PROBLEM STATEMENT >> Copy out all the lines in the records that include the word "below".

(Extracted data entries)
━━━━━━━━━━━━━━━━━━━━
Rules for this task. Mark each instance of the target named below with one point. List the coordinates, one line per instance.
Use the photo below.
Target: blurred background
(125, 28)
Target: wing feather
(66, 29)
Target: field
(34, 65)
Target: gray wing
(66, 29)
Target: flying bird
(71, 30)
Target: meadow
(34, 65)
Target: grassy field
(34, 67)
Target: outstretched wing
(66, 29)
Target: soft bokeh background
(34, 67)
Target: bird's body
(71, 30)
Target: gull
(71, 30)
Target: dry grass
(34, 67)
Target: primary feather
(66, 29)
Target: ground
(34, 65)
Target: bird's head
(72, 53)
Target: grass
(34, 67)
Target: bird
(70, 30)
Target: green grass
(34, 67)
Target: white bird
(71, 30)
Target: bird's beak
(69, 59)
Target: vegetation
━━━━━━━━━━━━━━━━━━━━
TASK ANSWER >>
Rules for this task. Mark each instance of the target named below with one point. List the coordinates, one line per instance.
Use the photo below.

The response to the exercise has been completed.